--- PASSAGE SHOWN ---
University of Chicago Press Journal ... I’m surprised they’re not advising us to eat something else.
In the movie “And Then There Were None” based on the Agatha Christie story, the butler says that just before they serve a roast that was dropped on the floor. “Everybody has to eat a pound of dirt before they die”.
Does making out in the sand at the beach count at midnight? That sand was pretty good!
Years ago, there was a show about immunology on PBS.
One of the things they talked about was a group of hippy-types living in a commune in Va, I think.
Most of what they ate they grew themselves.
Once a week, they actually took some of the local garden dirt and sprinkled it on their salads.
And according to the reports, these people NEVER got sick. Never.
Problem is, I know enough about botany and biology and local fauna that I realize you could probably do this 100 times and be totally fine.
The 101st time you try it, you pick up some cootie that basically starts digesting YOU from the inside out!
LOLOLOLOL!
My mother in law often said “eat a peck of dirt before you die”. What a character she was. She was also an ardent fan of Reagan.
IIRC penicillin was discovered when Fleming had accidentally let some petri dishes get contaminated, and he didn’t realize it until he put them under the scope.
A worldwide search was then started to find related species of penicillium that had higher production rates.
After searching wordwide, nobody found anything, and one of the scientists conducting the search spotted an orange at a market right near the clinic that had a bit of blue mold on it so he said What the hey! and bought it, JACKPOT!!
The subspecies that they use today produce literally many thousands of times more that the original.
Interesting factoid: the penicillium that makes penicillin is closely related to another species of the penicillin bacteria that is the stuff that makes blue cheese blue!
There have been rare cases of people allergic to penicillin going into shock after exposure to blue cheese.
Like I always say (I really do):
GOD MADE DIRT, DIRT DON’T HURT!
I suspect that peoples who eat dirt know which dirt to eat and possibly prepare it somehow.
Just like most plants, which are somewhat edible. But many have alkaloids in them that will make you hurl.
But I have two plants that grow in my yard (right next to my garden!) that if you even took a few leaves, chewed them up and spit them out, you’d be dead before nightfall.
Foxglove and hemlock.
Hemlock is particularly bad because it has a very herbal smell to it. An immigrant gal from SE Asia living in Tacoma died from it last summer because she mixed it in her salad or soup, can’t remember which.
I recall someone telling me about a book written regarding how women ate certain types of dirt down south during the Civil War or something along those lines.
Correct. But they’re not protozoa and they’re not viruses so I tend to lump them together. But that’s OK, cause I’m not a microbiologist...
;-)
I am absolutely convinced we are too clean and too sterile. I am convinced that a little dirt and grime and junk is good for both kids and adults. I don’t mean live with rotting food and germs and diseased people. But we live in such sterile cleanliness from the cradle, I really wonder if things like Asthma and Autism adn some allergies come from the body not having to build up defense early enough, or being tested often enough. What doesn’t kill you makes you stronger, etc.
I’m convinced. I think a little cigarette smoke is good for you now and then. I said, a little.
I remember when that group of 8th graders knocked me down and made me eat dirt. That’s when I gave up teaching. Didn’t get sick, though.
Yeah, I guess that would be...disconcerting.
Dang, someone already got to the North Korean jokes.
Okay...
The drawback to eating dirt...
...if you soil yourself, it’s with actual soil.
I had one of those herbs and roots kind of grandmothers in Kentucky who used to advise that a pound of dirt a year was good for you.

--- RECORD EXCERPTS ---
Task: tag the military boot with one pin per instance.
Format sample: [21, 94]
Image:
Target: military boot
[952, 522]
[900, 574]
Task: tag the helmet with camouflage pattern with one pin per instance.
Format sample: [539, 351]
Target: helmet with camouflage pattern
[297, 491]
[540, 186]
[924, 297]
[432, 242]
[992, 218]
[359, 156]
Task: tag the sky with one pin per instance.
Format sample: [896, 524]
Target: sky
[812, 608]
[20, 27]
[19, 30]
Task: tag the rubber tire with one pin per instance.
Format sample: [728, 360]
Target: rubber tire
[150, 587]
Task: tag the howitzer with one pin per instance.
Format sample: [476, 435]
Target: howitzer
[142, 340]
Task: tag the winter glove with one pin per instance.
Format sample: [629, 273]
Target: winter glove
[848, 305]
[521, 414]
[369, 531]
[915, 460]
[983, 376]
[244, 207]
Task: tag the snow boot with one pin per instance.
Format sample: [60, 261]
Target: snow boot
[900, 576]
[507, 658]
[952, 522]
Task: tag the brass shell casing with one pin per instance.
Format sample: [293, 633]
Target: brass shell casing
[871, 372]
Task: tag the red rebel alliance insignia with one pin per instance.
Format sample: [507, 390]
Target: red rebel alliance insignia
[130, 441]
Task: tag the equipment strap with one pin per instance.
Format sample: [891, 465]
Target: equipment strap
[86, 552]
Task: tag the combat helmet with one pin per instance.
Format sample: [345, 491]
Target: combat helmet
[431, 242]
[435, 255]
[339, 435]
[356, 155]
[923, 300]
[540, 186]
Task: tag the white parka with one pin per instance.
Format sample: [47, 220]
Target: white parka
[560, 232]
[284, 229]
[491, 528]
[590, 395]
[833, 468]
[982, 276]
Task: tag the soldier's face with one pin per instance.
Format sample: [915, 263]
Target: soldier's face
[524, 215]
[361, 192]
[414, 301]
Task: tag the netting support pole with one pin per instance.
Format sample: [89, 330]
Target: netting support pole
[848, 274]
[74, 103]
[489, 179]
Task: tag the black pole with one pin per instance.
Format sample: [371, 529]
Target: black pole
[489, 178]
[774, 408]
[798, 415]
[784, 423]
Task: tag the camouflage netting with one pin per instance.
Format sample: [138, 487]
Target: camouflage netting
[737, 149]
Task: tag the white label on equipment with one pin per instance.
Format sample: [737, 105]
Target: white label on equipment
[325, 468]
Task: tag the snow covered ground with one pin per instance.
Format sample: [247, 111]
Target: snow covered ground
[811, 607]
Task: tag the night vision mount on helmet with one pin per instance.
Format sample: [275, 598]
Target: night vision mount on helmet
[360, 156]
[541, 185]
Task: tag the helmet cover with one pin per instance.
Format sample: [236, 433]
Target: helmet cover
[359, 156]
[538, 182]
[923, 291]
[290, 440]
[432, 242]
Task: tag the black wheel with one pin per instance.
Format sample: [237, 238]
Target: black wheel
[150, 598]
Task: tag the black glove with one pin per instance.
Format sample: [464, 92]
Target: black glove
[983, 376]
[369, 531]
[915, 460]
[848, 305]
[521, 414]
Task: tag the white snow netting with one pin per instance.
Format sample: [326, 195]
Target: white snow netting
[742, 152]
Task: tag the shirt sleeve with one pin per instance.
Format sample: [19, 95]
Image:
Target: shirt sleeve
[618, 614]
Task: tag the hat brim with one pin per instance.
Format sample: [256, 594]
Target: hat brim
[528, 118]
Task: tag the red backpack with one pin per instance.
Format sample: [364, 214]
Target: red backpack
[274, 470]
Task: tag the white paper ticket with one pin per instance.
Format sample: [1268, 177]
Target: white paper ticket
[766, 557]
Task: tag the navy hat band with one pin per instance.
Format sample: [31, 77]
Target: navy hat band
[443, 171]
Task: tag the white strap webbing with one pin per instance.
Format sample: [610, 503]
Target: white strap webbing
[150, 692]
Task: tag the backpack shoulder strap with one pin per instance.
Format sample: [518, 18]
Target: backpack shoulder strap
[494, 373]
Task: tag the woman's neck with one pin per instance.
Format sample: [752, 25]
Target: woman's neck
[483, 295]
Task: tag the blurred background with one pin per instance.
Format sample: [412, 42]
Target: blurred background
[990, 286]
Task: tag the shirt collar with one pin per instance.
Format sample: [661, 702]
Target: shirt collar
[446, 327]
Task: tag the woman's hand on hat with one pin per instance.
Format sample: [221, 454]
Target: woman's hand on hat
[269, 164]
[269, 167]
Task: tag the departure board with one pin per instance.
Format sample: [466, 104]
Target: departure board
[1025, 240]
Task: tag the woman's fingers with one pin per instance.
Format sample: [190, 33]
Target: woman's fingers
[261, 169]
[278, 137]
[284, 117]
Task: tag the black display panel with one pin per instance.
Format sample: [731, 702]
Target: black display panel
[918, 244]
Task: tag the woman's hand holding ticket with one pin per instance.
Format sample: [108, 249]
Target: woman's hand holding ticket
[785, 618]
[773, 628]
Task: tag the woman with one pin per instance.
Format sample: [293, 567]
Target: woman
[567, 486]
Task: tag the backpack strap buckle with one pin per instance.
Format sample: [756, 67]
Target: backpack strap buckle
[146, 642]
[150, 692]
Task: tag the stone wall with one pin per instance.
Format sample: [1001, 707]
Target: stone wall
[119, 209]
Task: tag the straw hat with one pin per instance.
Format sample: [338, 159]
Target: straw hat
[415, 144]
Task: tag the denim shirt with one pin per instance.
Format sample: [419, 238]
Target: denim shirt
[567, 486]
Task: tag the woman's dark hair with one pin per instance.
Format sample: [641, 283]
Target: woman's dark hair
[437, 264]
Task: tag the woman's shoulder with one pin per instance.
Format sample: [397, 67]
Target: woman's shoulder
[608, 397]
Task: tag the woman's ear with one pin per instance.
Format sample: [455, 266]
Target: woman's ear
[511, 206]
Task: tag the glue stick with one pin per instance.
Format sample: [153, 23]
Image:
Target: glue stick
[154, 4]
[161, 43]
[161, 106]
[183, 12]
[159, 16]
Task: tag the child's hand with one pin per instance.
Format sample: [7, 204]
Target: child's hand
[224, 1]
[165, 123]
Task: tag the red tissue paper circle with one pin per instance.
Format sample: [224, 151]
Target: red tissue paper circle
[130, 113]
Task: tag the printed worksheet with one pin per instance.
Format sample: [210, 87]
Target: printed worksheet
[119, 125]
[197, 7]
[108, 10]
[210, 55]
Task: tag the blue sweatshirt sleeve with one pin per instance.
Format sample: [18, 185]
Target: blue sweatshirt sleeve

--- EXERCISE INSTRUCTIONS ---
- a) Echo the part of the comments about eating dirt that opens with the words containing "Like I always" and closes with "can’t remember which.".
- b) In the comments about eating dirt, the comment beginning "I am absolutely convinced we are too clean" names health conditions that it wonders might come from the body not building up defenses early enough. List every one.

--- EXERCISE RESULTS ---
- a)
Like I always say (I really do):
GOD MADE DIRT, DIRT DON’T HURT!
I suspect that peoples who eat dirt know which dirt to eat and possibly prepare it somehow.
Just like most plants, which are somewhat edible. But many have alkaloids in them that will make you hurl.
But I have two plants that grow in my yard (right next to my garden!) that if you even took a few leaves, chewed them up and spit them out, you’d be dead before nightfall.
Foxglove and hemlock.
Hemlock is particularly bad because it has a very herbal smell to it. An immigrant gal from SE Asia living in Tacoma died from it last summer because she mixed it in her salad or soup, can’t remember which.

- b)
- Asthma
- Autism
- some allergies